Challenges:
**1)** In the timer documentation, copy the text between "Hardware timers deal" and "limitation.", inclusive, substituting "platforms" for each occurrence of "boards".
**2)** Answer these questions from the timer documentation.
(a) What does an id of -1 construct?
(b) What can't be done inside irq handlers?
(c) What is the default value of ``width`` in ``TimerWiPy.init``?

Passage given:
....

It is available simply as ``machine.Timer`` on the WiPy but is named in the
documentation below as ``machine.TimerWiPy`` to distinguish it from the
more general :ref:`machine.Timer <machine.Timer>` class.
Hardware timers deal with timing of periods and events. Timers are perhaps
the most flexible and heterogeneous kind of hardware in MCUs and SoCs,
differently greatly from a model to a model. MicroPython's Timer class
defines a baseline operation of executing a callback with a given period
(or once after some delay), and allow specific boards to define more
non-standard behavior (which thus won't be portable to other boards).
See discussion of :ref:`important constraints <machine_callbacks>` on
Timer callbacks.
.. note::
Memory can't be allocated inside irq handlers (an interrupt) and so
exceptions raised within a handler don't give much information. See
:func:`micropython.alloc_emergency_exception_buf` for how to get around this
limitation.
Constructors
------------
.. class:: TimerWiPy(id, ...)
Construct a new timer object of the given id. Id of -1 constructs a
virtual timer (if supported by a board).
Methods
-------
.. method:: TimerWiPy.init(mode, \*, width=16)
Initialise the timer. Example::
tim.init(Timer.PERIODIC) # periodic 16-bit timer
tim.init(Timer.ONE_SHOT, width=32) # one shot 32-bit timer
Keyword arguments:
- ``mode`` can be one of:
- ``TimerWiPy.ONE_SHOT`` - The timer runs once until the configured
period of the channel expires.

....

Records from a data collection
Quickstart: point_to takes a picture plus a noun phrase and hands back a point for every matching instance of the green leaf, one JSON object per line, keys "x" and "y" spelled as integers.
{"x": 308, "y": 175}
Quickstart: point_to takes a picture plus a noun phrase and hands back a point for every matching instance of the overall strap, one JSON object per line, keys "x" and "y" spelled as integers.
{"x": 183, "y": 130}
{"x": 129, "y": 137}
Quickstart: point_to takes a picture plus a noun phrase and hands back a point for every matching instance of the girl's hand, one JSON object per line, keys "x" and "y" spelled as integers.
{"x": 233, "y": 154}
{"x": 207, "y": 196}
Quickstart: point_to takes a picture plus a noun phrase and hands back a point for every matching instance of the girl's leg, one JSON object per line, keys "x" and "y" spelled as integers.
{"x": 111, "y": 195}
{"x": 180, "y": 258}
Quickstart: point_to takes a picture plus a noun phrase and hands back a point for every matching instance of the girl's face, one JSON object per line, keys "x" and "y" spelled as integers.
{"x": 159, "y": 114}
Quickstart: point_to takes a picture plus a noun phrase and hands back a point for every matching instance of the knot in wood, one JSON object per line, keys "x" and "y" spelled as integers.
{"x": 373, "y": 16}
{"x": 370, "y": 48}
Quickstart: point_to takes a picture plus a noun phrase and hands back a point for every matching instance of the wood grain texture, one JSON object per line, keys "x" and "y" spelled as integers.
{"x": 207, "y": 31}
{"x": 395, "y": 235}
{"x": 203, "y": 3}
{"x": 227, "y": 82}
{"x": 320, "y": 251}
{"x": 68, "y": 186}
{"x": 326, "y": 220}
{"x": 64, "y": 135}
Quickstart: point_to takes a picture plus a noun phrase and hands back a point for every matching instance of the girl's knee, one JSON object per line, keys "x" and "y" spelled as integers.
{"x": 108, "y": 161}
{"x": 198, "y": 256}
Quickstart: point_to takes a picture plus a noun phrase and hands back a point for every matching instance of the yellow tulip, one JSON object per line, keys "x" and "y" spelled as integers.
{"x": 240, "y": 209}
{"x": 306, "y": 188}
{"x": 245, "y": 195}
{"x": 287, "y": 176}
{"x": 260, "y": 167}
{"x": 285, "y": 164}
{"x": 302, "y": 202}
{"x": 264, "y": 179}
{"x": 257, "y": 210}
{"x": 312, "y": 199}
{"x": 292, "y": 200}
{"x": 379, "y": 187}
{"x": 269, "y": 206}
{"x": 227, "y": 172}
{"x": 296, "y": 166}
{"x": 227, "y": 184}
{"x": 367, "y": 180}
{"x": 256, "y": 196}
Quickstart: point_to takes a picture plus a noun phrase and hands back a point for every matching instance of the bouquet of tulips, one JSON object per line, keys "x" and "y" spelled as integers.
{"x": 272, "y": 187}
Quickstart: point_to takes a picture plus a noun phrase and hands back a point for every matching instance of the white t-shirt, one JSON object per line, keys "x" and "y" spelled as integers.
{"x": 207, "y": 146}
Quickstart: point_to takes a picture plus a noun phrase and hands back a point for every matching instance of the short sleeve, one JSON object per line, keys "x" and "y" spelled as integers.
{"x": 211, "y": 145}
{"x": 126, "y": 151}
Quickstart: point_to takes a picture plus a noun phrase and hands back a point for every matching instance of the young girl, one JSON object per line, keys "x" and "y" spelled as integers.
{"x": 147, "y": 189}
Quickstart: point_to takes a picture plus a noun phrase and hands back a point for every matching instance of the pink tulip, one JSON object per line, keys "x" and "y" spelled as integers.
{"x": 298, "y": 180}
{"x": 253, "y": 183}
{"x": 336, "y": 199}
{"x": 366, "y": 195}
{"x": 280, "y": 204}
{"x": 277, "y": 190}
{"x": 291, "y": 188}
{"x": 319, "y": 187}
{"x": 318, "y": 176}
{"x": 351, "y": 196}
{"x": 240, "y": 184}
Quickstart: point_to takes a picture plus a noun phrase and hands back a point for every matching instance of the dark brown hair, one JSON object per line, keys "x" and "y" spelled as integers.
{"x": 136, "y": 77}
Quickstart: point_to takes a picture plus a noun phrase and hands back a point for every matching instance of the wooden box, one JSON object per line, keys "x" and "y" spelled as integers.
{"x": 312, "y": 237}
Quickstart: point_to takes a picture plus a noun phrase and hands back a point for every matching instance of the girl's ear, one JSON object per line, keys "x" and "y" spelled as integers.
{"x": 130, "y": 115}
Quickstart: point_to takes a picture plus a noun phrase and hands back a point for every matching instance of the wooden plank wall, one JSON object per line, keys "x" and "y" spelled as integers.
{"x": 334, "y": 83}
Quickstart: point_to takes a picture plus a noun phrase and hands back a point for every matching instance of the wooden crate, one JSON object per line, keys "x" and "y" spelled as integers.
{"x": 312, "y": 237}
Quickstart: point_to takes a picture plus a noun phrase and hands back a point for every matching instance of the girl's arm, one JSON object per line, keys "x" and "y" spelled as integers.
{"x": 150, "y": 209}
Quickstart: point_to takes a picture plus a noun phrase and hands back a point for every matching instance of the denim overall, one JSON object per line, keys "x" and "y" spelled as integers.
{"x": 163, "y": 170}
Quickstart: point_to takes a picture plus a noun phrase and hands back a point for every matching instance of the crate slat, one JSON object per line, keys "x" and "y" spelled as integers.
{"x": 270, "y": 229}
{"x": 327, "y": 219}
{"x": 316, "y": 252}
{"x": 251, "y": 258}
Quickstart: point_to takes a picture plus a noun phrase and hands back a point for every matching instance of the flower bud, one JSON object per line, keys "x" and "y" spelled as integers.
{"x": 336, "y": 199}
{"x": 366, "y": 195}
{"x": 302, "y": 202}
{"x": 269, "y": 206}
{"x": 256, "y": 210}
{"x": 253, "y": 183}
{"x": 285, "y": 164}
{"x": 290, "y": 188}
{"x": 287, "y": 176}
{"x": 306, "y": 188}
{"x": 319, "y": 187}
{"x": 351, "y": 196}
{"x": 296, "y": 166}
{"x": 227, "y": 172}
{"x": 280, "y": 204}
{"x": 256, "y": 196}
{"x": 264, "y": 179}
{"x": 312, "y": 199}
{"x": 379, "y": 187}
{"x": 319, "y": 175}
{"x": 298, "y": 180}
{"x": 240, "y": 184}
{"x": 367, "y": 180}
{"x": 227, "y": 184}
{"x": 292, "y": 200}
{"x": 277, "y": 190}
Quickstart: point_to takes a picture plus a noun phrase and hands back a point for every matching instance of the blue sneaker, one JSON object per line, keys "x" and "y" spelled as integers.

....

Answers to the exercise:
**1)**
Hardware timers deal with timing of periods and events. Timers are perhaps
the most flexible and heterogeneous kind of hardware in MCUs and SoCs,
differently greatly from a model to a model. MicroPython's Timer class
defines a baseline operation of executing a callback with a given period
(or once after some delay), and allow specific platforms to define more
non-standard behavior (which thus won't be portable to other platforms).
See discussion of :ref:`important constraints <machine_callbacks>` on
Timer callbacks.
.. note::
Memory can't be allocated inside irq handlers (an interrupt) and so
exceptions raised within a handler don't give much information. See
:func:`micropython.alloc_emergency_exception_buf` for how to get around this
limitation.

**2)**
(a) A virtual timer, if supported by a board.
(b) Memory can't be allocated.
(c) 16.